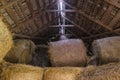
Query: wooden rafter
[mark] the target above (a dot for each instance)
(89, 17)
(77, 25)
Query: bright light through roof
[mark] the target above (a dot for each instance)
(61, 7)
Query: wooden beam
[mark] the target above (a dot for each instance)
(113, 2)
(61, 25)
(67, 10)
(77, 25)
(89, 17)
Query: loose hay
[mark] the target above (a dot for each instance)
(105, 72)
(5, 39)
(20, 72)
(63, 73)
(70, 52)
(21, 52)
(107, 50)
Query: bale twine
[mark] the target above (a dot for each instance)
(5, 39)
(70, 52)
(105, 72)
(20, 72)
(107, 49)
(21, 52)
(63, 73)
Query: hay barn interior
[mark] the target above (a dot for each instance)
(59, 39)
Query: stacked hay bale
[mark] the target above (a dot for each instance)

======

**THE TASK**. Reproduce the lines from the one containing "Query: bright light through roof" to the end of the entries, keeping both ends and adding nothing.

**ANSWER BOX**.
Query: bright light through roof
[mark] the target above (a dot for each instance)
(61, 7)
Query: wooden beam
[mark] the target above (a dot for each instance)
(113, 2)
(61, 25)
(67, 10)
(77, 25)
(89, 17)
Query: loose hay
[mark] the target above (a dot for each instance)
(105, 72)
(5, 39)
(20, 72)
(63, 73)
(70, 52)
(21, 52)
(107, 50)
Query: bale twine
[mark] the target above (a dot for each instance)
(5, 39)
(70, 52)
(105, 72)
(20, 72)
(107, 49)
(21, 52)
(63, 73)
Query: hay barn interior
[mark] the target above (a dot for each instance)
(59, 39)
Query: stacked hay bale
[mark] the target above (a dot for each instance)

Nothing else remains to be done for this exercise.